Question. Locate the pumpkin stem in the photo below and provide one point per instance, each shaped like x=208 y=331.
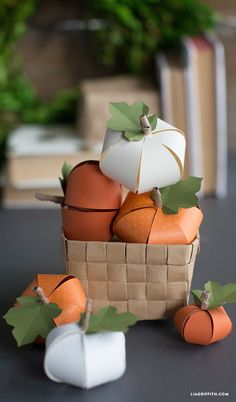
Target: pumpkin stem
x=156 y=197
x=57 y=199
x=146 y=126
x=85 y=323
x=204 y=298
x=40 y=294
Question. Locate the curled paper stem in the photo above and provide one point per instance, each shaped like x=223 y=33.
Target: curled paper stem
x=146 y=126
x=40 y=294
x=85 y=323
x=205 y=296
x=57 y=199
x=156 y=197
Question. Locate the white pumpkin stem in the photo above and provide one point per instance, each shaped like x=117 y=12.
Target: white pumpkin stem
x=57 y=199
x=85 y=323
x=156 y=197
x=146 y=126
x=40 y=294
x=204 y=298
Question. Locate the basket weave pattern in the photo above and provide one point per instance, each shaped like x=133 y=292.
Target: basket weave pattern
x=151 y=281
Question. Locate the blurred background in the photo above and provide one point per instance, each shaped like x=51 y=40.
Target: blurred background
x=62 y=62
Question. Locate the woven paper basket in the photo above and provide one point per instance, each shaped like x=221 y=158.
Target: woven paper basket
x=151 y=281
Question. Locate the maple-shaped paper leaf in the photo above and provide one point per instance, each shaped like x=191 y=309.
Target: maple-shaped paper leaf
x=180 y=195
x=108 y=320
x=126 y=118
x=65 y=171
x=219 y=295
x=31 y=319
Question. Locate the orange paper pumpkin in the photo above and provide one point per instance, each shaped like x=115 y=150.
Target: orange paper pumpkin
x=202 y=327
x=141 y=221
x=63 y=290
x=91 y=202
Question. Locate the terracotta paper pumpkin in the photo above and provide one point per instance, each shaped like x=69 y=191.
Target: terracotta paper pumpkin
x=91 y=202
x=202 y=327
x=63 y=290
x=141 y=221
x=156 y=160
x=84 y=360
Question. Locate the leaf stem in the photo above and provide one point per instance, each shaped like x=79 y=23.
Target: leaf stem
x=146 y=126
x=204 y=298
x=40 y=294
x=85 y=323
x=156 y=197
x=51 y=198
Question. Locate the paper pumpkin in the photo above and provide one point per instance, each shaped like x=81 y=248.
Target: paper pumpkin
x=63 y=290
x=84 y=360
x=206 y=321
x=202 y=327
x=91 y=353
x=91 y=202
x=152 y=158
x=141 y=221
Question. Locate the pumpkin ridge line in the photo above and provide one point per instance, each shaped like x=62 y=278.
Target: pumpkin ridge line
x=186 y=320
x=177 y=159
x=156 y=210
x=212 y=324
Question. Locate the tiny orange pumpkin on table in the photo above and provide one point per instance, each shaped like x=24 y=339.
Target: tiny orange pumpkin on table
x=49 y=301
x=206 y=321
x=169 y=215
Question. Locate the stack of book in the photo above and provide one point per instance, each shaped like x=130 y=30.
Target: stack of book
x=193 y=98
x=34 y=161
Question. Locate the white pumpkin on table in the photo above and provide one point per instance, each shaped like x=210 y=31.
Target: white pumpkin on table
x=91 y=354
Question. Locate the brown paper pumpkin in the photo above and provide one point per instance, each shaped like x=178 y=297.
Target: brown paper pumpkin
x=91 y=202
x=141 y=221
x=63 y=290
x=202 y=327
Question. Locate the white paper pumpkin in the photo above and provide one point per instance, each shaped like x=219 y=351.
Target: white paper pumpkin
x=83 y=360
x=157 y=160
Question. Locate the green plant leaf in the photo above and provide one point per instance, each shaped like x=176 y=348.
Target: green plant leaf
x=180 y=195
x=108 y=320
x=196 y=296
x=126 y=118
x=65 y=171
x=31 y=319
x=219 y=295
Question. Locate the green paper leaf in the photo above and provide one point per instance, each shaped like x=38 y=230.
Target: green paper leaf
x=31 y=319
x=126 y=118
x=219 y=295
x=65 y=171
x=107 y=320
x=196 y=296
x=180 y=195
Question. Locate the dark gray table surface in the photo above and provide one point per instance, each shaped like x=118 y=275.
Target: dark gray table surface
x=160 y=366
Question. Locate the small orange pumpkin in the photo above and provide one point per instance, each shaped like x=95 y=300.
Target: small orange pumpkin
x=202 y=327
x=206 y=321
x=140 y=220
x=91 y=202
x=63 y=290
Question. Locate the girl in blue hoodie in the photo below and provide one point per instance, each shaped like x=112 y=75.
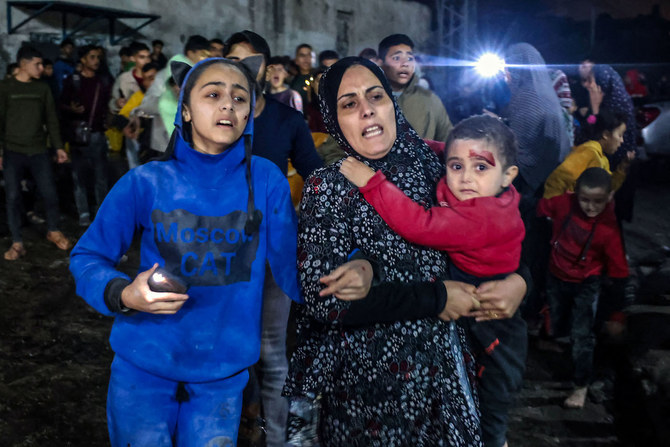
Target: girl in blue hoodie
x=213 y=216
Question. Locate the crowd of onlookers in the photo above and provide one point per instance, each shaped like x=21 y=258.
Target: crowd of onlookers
x=563 y=151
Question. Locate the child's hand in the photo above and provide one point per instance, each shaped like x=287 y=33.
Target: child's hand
x=138 y=296
x=356 y=172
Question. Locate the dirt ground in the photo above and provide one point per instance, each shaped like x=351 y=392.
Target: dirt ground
x=54 y=354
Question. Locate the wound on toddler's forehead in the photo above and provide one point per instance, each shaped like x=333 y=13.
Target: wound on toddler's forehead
x=486 y=155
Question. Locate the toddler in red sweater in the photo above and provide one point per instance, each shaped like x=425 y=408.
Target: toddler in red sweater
x=586 y=243
x=477 y=222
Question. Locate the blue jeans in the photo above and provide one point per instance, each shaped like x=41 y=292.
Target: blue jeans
x=273 y=364
x=144 y=410
x=86 y=161
x=15 y=164
x=572 y=308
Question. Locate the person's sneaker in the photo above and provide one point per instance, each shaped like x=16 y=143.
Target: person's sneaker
x=34 y=219
x=576 y=399
x=84 y=220
x=59 y=239
x=15 y=252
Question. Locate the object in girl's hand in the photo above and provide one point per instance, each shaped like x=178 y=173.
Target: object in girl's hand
x=163 y=281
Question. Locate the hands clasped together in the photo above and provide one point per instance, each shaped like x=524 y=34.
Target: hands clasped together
x=492 y=300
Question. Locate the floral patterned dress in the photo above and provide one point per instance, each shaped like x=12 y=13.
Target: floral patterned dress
x=405 y=383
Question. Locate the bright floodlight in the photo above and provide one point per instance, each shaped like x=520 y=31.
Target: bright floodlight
x=489 y=65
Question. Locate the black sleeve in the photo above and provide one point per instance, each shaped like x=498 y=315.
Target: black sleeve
x=394 y=301
x=113 y=296
x=524 y=272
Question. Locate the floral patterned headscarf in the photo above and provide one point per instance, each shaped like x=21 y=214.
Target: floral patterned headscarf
x=408 y=146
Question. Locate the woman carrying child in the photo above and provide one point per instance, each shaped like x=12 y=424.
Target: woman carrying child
x=390 y=371
x=478 y=224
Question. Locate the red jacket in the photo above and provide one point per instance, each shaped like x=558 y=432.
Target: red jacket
x=570 y=241
x=482 y=235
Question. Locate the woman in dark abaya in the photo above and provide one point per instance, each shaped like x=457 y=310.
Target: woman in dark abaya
x=390 y=370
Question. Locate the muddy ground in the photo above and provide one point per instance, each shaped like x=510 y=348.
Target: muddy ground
x=54 y=354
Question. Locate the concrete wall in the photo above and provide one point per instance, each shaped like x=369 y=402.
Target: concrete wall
x=284 y=23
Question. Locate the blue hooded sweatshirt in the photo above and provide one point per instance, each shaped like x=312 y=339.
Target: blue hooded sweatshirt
x=190 y=212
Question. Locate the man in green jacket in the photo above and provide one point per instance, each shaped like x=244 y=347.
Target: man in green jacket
x=422 y=108
x=27 y=108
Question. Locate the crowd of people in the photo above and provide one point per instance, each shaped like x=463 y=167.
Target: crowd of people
x=408 y=251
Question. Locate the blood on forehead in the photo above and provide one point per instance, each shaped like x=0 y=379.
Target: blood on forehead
x=485 y=155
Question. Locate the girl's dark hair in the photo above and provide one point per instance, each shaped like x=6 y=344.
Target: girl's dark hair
x=193 y=78
x=594 y=178
x=606 y=120
x=492 y=130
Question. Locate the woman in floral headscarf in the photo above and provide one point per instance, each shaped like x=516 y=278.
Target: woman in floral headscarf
x=390 y=372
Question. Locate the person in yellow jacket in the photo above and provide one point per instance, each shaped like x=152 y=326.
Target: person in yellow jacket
x=608 y=129
x=122 y=122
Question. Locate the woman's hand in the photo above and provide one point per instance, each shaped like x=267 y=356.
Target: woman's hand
x=499 y=299
x=596 y=96
x=349 y=282
x=356 y=172
x=460 y=300
x=138 y=296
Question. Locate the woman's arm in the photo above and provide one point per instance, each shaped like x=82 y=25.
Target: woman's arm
x=500 y=299
x=388 y=302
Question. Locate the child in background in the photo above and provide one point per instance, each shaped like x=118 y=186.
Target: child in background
x=586 y=242
x=479 y=225
x=607 y=136
x=278 y=89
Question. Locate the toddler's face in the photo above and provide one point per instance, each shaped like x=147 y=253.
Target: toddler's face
x=474 y=169
x=593 y=201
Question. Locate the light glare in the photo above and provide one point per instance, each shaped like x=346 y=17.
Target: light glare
x=489 y=65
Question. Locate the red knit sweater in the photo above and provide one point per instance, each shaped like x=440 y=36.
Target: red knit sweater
x=605 y=253
x=482 y=235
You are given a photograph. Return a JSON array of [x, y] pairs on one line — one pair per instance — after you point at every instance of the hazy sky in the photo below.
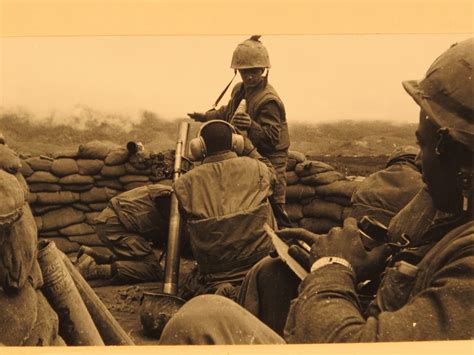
[[319, 78]]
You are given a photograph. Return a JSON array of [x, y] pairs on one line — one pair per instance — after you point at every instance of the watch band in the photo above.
[[327, 260]]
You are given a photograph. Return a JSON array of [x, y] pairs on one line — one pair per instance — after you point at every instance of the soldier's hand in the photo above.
[[297, 252], [346, 243], [197, 116], [242, 121]]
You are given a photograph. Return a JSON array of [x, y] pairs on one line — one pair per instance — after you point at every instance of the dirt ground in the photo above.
[[123, 301]]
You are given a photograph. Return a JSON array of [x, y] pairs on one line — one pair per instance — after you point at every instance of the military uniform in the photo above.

· · · · · · ·

== AIM OF THE EXERCISE ==
Look above for the line holding "Question. Locate the white pumpkin stem". Print it and every line after it, exactly, through the line holding "Question. Locate the tiny".

== SOLUTION TO THIS PROBLEM ==
Question. Locate the white pumpkin stem in the photo above and provide one point per instance, each shaped like x=117 y=12.
Target: white pumpkin stem
x=57 y=199
x=85 y=323
x=156 y=197
x=146 y=126
x=40 y=294
x=204 y=298
Question. Locate the basket weave pattern in the photo above and provide one point per instance, each shaped like x=133 y=292.
Target: basket weave pattern
x=151 y=281
Question. Locate the blurred background in the photo above and provide one point per instance, each shaped like x=51 y=40.
Target: blurred background
x=62 y=62
Question. Locate the woven paper basket in the photo above and provide one point per instance, each shaped like x=221 y=158.
Target: woven paper basket
x=151 y=281
Question. Locate the maple-shaped paper leaf in the photo above and provide one point per instance, each shaped like x=191 y=309.
Target: maple-shaped paper leaf
x=180 y=195
x=108 y=320
x=126 y=118
x=65 y=171
x=219 y=295
x=31 y=319
Question. Locate the orange paper pumpkin in the photo above and provide one point per instance, each shaped like x=115 y=150.
Target: orange paper pumpkin
x=202 y=327
x=141 y=221
x=63 y=290
x=91 y=202
Question. Locate the terracotta paper pumpkin in the photo above and provide one point per instance, each shaped like x=69 y=191.
Target: terracotta paper pumpkin
x=91 y=202
x=202 y=327
x=63 y=290
x=141 y=221
x=156 y=160
x=84 y=360
Question. Locate the leaf stem in the photo above and provide one point per instance, each shaped like x=79 y=23.
Target: leaf stem
x=146 y=126
x=204 y=298
x=40 y=294
x=85 y=323
x=156 y=197
x=51 y=198
Question. Locate the paper pumpkin in the photo above and provide one point per instance, each shaped like x=81 y=248.
Target: paper pumpkin
x=63 y=290
x=84 y=360
x=206 y=321
x=202 y=327
x=91 y=353
x=91 y=202
x=152 y=158
x=141 y=221
Question. Locate the pumpkin ridge line in the photo above and provide one point per instance, each shaped like x=62 y=278.
Target: pumpkin ridge line
x=186 y=320
x=177 y=159
x=156 y=210
x=212 y=324
Question. Locate the tiny orange pumpkin on table in the photo above and provide one point per instance, each shaped like x=24 y=339.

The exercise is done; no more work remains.